### [Task statement]
Using the material below, return exactly the lines between the one holding "phrase -- monitor stand" and the one holding "phrase -- white ceramic pot", inclusive, and no others.

### [Data extract]
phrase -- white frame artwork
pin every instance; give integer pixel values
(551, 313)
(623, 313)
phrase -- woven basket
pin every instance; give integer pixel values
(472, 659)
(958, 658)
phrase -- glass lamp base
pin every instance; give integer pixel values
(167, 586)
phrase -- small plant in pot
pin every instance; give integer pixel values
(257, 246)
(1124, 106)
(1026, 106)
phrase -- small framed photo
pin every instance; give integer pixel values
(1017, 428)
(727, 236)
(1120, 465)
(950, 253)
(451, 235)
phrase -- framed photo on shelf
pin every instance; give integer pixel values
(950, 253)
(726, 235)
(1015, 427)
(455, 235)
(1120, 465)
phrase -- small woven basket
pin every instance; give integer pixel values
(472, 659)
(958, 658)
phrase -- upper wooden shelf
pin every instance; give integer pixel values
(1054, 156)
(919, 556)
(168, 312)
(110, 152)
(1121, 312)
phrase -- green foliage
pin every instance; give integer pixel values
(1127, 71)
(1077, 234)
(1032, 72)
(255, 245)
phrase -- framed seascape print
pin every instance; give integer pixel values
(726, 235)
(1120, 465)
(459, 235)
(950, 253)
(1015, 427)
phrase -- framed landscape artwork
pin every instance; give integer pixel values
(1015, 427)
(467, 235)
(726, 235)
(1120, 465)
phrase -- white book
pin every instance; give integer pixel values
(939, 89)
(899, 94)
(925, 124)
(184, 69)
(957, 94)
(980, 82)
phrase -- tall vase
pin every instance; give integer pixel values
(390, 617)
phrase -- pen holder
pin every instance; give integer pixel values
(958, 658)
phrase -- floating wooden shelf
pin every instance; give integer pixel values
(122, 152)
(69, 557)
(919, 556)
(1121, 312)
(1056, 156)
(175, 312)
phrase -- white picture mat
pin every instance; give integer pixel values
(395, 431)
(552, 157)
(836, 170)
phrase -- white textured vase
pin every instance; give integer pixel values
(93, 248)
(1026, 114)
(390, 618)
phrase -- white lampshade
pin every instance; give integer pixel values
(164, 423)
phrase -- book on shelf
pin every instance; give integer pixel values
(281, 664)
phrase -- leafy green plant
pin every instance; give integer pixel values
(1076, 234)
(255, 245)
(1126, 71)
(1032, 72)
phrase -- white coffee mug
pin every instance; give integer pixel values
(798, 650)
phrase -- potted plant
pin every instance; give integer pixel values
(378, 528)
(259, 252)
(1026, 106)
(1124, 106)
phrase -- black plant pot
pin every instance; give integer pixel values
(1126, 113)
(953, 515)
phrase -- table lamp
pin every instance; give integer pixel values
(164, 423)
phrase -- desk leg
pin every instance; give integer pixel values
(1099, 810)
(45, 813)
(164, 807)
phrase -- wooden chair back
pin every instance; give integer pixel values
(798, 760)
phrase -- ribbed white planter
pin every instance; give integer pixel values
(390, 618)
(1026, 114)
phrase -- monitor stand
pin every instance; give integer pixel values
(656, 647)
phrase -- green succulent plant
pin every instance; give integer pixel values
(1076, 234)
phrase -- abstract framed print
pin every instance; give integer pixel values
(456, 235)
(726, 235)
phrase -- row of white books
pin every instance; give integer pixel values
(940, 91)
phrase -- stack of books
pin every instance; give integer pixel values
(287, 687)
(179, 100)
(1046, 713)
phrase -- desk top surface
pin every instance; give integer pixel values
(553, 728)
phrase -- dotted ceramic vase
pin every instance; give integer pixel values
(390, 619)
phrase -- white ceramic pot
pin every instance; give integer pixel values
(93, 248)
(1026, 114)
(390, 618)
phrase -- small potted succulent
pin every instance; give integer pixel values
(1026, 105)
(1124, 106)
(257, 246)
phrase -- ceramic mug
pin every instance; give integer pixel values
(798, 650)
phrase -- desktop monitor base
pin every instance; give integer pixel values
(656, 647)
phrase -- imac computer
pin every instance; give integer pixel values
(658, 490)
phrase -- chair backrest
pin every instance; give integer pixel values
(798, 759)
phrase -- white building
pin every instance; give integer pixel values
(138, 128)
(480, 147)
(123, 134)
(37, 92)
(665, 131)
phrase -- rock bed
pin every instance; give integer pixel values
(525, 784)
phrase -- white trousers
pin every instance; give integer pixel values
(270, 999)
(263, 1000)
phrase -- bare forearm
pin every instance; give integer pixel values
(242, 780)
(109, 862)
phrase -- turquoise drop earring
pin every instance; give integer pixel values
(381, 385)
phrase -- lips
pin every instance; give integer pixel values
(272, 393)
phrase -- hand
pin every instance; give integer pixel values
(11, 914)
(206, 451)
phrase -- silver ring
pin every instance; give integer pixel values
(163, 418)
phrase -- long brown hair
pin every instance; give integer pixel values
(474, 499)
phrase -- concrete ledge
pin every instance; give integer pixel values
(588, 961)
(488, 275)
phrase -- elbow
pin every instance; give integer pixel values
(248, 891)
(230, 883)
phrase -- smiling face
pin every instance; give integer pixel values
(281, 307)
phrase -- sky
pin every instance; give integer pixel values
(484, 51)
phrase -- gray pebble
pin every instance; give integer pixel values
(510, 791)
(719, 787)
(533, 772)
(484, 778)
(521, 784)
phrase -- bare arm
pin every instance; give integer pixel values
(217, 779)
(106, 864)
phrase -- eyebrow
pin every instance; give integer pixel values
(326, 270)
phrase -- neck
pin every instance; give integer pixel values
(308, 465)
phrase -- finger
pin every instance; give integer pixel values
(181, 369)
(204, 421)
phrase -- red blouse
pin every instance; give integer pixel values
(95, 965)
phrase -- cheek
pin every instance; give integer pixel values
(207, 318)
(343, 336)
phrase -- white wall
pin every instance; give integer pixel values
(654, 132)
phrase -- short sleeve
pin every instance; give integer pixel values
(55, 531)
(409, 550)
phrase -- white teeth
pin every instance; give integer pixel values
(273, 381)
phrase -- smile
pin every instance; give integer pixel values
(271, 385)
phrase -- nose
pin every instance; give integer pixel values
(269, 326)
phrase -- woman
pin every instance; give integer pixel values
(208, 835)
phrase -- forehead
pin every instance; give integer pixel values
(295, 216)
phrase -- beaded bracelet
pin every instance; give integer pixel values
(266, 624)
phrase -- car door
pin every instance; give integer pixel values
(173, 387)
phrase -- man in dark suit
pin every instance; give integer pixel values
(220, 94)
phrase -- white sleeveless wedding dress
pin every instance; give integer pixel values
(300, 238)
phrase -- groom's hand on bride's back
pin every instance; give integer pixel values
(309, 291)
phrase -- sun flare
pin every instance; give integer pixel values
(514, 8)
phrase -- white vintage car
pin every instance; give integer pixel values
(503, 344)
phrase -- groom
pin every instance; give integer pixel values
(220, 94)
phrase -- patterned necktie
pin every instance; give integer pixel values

### [Answer section]
phrase -- monitor stand
pin every instance; give integer pixel values
(656, 647)
phrase -- green succulent plant
pin every instance; give integer pixel values
(1076, 234)
phrase -- abstract framed print
pin every instance; give integer pixel values
(456, 235)
(726, 235)
phrase -- row of white books
pin every instance; give integer pixel values
(940, 91)
phrase -- stack of books
pin every instance; give integer pixel values
(287, 687)
(179, 100)
(1046, 713)
phrase -- desk top surface
pin every instance; give integer pixel values
(553, 728)
phrase -- dotted ceramic vase
pin every instance; give integer pixel values
(390, 619)
phrase -- white ceramic pot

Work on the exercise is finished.